Render the records from the line containing "on the side" through the line containing "413, 43, 460, 160", both included, as a JSON list of strings with one string per line and no blank lines.

+++++

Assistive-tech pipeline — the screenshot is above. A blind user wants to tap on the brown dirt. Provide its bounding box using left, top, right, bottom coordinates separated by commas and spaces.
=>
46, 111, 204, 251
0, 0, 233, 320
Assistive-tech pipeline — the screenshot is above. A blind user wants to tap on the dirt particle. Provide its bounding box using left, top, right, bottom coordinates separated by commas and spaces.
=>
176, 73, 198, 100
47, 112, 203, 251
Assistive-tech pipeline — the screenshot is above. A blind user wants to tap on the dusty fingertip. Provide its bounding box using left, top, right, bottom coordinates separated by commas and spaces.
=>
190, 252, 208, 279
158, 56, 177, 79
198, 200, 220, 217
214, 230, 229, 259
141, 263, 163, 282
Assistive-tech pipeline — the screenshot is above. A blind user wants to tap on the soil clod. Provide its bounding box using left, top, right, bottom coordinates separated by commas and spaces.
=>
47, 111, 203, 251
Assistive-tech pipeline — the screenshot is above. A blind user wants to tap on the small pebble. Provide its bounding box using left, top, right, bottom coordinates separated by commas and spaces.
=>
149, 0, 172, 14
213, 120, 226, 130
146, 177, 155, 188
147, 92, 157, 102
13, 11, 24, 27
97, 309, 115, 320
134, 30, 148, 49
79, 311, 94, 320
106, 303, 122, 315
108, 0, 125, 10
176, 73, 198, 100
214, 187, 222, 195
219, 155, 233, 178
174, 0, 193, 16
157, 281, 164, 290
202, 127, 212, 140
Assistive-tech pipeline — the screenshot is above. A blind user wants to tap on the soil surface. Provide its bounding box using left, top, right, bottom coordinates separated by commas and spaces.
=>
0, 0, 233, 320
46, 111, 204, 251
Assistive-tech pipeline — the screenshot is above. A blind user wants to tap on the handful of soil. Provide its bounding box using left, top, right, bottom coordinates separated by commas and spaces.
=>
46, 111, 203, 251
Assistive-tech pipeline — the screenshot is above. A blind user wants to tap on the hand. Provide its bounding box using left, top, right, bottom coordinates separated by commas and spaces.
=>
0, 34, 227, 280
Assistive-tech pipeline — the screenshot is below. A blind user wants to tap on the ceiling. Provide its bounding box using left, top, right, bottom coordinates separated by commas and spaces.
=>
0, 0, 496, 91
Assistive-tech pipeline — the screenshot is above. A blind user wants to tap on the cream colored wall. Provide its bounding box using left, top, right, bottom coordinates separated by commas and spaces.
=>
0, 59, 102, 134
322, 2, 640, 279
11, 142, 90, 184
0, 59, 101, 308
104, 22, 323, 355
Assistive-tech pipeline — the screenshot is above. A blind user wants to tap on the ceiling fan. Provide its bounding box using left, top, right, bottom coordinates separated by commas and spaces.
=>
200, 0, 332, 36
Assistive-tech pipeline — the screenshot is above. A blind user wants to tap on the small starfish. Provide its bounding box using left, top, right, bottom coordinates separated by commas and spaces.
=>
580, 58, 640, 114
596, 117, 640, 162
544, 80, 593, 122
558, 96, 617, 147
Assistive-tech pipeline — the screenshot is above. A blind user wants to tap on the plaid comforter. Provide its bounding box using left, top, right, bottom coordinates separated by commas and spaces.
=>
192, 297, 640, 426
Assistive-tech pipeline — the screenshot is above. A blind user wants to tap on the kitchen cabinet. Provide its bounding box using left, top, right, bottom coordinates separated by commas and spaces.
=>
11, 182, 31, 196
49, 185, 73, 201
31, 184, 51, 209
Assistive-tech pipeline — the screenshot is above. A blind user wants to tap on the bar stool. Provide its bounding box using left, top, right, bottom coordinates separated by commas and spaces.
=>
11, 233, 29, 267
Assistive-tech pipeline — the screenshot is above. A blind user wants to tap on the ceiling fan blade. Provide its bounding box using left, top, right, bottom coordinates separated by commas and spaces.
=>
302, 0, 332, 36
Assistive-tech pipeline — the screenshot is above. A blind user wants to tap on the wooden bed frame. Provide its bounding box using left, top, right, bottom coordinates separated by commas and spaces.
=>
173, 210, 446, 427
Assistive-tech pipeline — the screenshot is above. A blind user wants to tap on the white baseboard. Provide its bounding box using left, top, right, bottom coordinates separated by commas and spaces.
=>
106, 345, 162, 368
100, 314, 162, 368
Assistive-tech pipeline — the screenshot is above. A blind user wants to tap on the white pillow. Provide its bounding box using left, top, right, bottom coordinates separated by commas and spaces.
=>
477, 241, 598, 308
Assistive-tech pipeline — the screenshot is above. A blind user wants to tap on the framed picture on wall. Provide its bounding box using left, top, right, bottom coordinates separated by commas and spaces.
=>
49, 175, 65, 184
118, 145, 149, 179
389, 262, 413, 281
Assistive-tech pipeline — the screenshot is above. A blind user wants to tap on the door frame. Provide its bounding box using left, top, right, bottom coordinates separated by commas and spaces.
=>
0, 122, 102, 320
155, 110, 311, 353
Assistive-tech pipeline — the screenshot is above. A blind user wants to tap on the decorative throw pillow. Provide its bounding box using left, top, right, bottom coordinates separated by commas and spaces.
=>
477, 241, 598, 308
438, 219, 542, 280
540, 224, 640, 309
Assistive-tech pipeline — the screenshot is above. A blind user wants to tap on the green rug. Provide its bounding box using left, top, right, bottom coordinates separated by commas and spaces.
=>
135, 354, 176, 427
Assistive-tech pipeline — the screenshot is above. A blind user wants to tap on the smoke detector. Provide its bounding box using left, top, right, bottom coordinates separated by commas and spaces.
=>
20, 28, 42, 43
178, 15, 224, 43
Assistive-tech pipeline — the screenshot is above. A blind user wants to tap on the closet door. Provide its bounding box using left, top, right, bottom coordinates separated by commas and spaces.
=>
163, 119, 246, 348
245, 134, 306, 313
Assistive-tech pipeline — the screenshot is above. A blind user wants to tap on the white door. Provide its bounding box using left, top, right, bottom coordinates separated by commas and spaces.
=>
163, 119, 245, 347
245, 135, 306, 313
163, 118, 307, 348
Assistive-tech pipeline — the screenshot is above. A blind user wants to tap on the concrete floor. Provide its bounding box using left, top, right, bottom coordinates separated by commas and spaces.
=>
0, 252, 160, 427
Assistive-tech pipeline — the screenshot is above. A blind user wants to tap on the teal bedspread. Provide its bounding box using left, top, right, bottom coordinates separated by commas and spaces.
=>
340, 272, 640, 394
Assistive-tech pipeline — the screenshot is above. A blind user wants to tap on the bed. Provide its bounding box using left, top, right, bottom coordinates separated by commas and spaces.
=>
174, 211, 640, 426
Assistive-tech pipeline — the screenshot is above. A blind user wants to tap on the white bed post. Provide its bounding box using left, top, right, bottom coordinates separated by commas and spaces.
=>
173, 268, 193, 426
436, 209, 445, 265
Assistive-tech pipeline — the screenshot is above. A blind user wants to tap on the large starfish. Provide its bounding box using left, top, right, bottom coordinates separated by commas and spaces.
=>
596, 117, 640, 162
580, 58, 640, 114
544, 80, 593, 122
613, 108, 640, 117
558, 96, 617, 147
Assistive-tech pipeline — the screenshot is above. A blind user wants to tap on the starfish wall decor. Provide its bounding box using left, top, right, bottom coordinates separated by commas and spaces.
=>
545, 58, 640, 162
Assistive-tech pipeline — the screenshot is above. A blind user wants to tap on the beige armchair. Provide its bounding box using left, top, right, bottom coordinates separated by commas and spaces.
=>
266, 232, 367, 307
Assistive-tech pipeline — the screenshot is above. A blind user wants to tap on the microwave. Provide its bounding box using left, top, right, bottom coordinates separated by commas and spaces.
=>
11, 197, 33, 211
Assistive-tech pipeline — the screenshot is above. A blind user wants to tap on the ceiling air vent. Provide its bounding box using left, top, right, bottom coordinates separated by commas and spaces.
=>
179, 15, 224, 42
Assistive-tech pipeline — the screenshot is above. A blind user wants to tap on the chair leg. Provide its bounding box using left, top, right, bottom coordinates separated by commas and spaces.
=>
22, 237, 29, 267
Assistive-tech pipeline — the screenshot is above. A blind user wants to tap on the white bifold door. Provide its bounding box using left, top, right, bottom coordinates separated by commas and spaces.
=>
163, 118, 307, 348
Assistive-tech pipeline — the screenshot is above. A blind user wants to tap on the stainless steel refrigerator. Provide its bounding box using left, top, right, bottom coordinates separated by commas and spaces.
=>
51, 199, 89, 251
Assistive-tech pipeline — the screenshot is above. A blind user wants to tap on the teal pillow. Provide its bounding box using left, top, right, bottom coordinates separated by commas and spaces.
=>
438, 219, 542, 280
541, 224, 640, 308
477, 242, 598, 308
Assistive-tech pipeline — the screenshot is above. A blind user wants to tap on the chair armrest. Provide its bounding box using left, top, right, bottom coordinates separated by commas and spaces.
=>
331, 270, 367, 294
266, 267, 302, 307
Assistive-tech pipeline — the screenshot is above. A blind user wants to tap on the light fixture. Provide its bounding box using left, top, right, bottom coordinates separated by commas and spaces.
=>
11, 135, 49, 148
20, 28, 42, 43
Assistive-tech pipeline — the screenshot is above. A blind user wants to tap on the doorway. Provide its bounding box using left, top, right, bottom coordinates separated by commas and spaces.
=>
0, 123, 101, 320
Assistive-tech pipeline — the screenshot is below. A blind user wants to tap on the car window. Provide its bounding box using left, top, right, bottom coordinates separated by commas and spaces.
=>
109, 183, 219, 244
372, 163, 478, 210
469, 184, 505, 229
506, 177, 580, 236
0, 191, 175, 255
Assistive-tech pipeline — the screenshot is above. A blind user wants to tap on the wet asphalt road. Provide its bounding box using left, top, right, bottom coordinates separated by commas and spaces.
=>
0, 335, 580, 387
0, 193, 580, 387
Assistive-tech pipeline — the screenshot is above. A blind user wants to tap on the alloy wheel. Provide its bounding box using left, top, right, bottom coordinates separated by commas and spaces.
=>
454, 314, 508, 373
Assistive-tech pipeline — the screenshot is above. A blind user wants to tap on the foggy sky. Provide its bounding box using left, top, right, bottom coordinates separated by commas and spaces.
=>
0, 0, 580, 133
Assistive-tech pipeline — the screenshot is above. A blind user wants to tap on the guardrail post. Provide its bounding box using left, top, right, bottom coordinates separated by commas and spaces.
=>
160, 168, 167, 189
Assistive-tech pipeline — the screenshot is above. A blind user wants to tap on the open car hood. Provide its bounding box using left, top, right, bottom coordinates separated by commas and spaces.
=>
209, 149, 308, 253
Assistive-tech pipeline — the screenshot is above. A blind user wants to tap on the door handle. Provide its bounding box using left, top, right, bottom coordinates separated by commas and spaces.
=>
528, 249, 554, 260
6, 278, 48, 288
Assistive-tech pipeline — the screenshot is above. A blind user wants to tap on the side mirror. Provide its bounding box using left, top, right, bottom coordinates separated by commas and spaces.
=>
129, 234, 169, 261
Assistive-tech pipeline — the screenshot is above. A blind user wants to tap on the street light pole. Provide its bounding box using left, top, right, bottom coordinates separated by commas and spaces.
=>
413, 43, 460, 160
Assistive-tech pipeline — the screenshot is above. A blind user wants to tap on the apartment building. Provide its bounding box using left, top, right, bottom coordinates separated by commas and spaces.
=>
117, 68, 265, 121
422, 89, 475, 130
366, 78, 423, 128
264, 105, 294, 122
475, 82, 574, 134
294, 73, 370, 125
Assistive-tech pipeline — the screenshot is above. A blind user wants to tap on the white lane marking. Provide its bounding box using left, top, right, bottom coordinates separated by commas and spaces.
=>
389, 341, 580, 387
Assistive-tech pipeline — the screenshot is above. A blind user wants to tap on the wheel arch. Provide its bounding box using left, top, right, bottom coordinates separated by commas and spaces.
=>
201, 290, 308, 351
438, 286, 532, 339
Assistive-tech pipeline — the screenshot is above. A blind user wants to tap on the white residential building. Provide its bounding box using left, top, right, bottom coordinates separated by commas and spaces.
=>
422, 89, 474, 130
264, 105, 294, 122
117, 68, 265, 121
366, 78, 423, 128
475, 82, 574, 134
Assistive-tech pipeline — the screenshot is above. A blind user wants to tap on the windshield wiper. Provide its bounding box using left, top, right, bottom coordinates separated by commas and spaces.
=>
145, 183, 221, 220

+++++

THE SOLUTION ::
[
  "Assistive-tech pipeline — the screenshot is above. A blind user wants to tap on the side mirror. Provide its bounding box using left, top, right, bottom coordinates separated by commas and spaces.",
  "=>",
  "129, 234, 169, 261",
  "Assistive-tech pipeline — the screenshot is above. A blind user wants to tap on the street light pole. Provide its bounding box using left, top, right, bottom coordinates separated by commas and spaces.",
  "=>",
  "413, 43, 460, 160"
]